Object pointing dataset rows:
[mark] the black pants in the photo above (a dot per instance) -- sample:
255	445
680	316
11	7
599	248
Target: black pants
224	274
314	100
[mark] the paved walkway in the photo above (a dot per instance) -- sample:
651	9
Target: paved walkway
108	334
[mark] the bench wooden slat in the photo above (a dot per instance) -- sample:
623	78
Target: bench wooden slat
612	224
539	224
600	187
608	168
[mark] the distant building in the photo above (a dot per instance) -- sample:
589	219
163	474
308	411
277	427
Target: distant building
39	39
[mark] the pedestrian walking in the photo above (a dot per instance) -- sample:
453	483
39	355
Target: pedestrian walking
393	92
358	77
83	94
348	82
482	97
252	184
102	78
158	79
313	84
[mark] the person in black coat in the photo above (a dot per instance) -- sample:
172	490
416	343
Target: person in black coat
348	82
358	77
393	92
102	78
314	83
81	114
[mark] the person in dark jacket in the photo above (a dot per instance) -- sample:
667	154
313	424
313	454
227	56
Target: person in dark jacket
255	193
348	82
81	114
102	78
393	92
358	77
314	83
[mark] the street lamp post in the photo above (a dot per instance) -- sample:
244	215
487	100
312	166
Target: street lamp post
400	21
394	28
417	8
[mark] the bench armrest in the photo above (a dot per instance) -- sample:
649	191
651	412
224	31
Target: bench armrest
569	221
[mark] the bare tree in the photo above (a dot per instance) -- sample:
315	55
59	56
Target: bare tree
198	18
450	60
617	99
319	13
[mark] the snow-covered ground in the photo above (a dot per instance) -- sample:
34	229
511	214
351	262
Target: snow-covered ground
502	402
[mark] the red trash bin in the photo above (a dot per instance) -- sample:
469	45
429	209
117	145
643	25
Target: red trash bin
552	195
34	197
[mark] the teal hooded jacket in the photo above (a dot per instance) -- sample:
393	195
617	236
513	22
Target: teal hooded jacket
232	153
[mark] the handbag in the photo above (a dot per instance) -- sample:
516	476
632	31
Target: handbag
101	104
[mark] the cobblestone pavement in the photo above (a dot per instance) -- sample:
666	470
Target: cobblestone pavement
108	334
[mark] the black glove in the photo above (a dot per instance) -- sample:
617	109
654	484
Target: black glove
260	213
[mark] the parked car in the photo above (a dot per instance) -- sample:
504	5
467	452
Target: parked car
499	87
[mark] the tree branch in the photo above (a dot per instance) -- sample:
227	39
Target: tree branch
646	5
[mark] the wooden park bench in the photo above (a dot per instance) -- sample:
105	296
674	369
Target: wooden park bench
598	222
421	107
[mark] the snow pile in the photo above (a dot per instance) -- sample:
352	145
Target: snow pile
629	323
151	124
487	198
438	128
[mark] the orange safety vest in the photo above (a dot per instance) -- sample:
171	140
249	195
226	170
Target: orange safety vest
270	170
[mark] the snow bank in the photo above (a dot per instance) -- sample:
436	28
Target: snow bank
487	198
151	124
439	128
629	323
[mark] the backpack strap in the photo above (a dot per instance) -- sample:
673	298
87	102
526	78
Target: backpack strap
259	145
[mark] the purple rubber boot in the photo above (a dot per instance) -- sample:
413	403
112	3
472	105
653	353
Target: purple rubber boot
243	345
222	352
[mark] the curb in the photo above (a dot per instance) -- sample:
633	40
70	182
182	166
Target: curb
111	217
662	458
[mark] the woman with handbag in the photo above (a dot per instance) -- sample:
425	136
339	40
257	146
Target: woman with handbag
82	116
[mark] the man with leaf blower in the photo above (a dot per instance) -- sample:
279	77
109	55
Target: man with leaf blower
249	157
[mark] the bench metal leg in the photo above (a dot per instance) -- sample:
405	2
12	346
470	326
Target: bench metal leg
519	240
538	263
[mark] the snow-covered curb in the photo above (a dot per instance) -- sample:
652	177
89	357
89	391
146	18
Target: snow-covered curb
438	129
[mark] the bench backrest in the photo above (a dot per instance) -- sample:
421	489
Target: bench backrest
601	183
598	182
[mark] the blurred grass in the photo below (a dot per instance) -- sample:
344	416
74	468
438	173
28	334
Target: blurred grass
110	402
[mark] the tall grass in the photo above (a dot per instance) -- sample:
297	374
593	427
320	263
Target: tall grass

• Work to do: Print the whole listing again, exactly.

• Full answer:
[mark] the black pants in the photo above (a dot per instance) -- sample:
255	445
680	316
11	7
599	248
Target: black pants
224	274
314	100
[mark] the paved walkway in the photo above (a dot per instance) -- sample:
651	9
Target: paved walkway
108	334
[mark] the bench wooden slat in the photo above (a dot per instance) -- sample:
623	78
Target: bench wooden slat
612	224
539	224
600	187
608	168
[mark] the distant building in the photo above (a dot per instance) -- sample:
589	219
163	474
308	411
277	427
Target: distant building
39	39
[mark] the pedestrian walking in the photo above (a dot per instance) -- sample:
453	483
39	355
Target: pedestrian walking
393	92
358	77
83	94
348	82
482	97
252	184
102	78
158	79
313	84
[mark] the person in black coat in the photo above (a dot per instance) -- sample:
172	490
416	343
Target: person in black coat
348	82
358	77
393	92
102	78
314	83
81	114
[mark] the person in dark jacket in the photo above (a dot per instance) -- sample:
667	154
313	424
313	454
227	56
Target: person in dark jacket
255	193
348	82
81	114
102	78
393	92
358	77
314	83
[mark] the street lamp post in the photo above (a dot per instance) -- sample:
244	215
487	100
312	166
Target: street lamp post
400	21
394	28
417	8
[mark] the bench armrest in the photo above (a dot per instance) -- sample:
649	191
651	412
224	31
Target: bench armrest
569	221
[mark] the bare tree in the photo above (a dot per instance) -- sample:
315	55
59	56
Target: bare tree
198	18
450	60
617	99
319	13
[mark] the snow-covered ground in the photo above (a dot per instance) -- sample:
34	229
511	214
351	262
Target: snow-covered ground
502	402
[mark] the red trash bin in the photo above (a dot per instance) -- sample:
469	45
429	209
117	145
643	25
Target: red trash bin
552	195
34	197
[mark] the teal hooded jacket in the photo above (a dot per instance) -- sample:
393	195
617	236
513	22
Target: teal hooded jacket
232	153
[mark] the handbag in the photo above (a dot per instance) -- sample:
516	476
632	31
Target: handbag
101	104
[mark] the cobblestone pavement in the photo above (a dot per instance) -- sample:
666	470
Target: cobblestone pavement
108	334
[mark] the black glove in the photo above (a dot per instance) -- sample:
617	109
654	484
Target: black glove
260	213
[mark] the parked car in the photo above (a dot per instance) -- sample:
504	5
467	452
Target: parked car
499	87
[mark] the tree branch in the photo above (a dot per instance) -- sample:
227	39
Target: tree branch
646	5
[mark] the wooden park bench in the photo above (a dot per instance) -- sample:
105	296
674	369
Target: wooden park bench
598	222
421	107
[mark] the snow pile in the photo above (a dot per instance) -- sample:
352	145
Target: snow pile
629	323
151	124
487	198
438	128
[mark] the orange safety vest in the photo above (a dot per instance) -- sample:
171	140
249	195
226	170
Target: orange safety vest
270	170
[mark] the snow bank in the photo above (a dot per instance) -- sample:
436	28
Target: snow bank
487	198
151	124
439	128
629	323
[mark] the backpack strap in the photo above (a dot per instance) -- sample:
673	298
87	102
526	78
Target: backpack strap
259	145
[mark] the purple rubber boot in the photo above (a dot per instance) -- sample:
413	403
112	3
472	105
653	353
Target: purple rubber boot
243	345
222	352
[mark] the curb in the photo above (a dot per instance) -- sample:
633	40
70	182
182	166
Target: curb
111	217
662	458
[mark] the woman with handbag in the photo above (a dot per instance) -- sample:
425	136
339	40
257	146
Target: woman with handbag
82	116
[mark] the man with leaf blower in the photo above (a dot per instance) -- sample:
279	77
109	55
Target: man with leaf blower
249	157
[mark] the bench metal leg in the photo above (a dot per instance) -- sample:
405	2
12	346
470	326
Target: bench metal leg
519	240
538	263
[mark] the snow-covered curb in the photo above (a dot per instance) -- sample:
652	177
89	357
89	391
146	18
Target: snow-covered curb
438	129
[mark] the bench backrest in the photo above (a dot per instance) -- sample:
421	489
Target: bench backrest
601	183
598	182
[mark] the blurred grass in the photo below (a dot per instance) -- sample:
344	416
74	468
438	173
28	334
Target: blurred grass
110	402
[mark] the tall grass in the photo above (a dot per instance) -- sample:
297	374
593	427
320	263
Target: tall grass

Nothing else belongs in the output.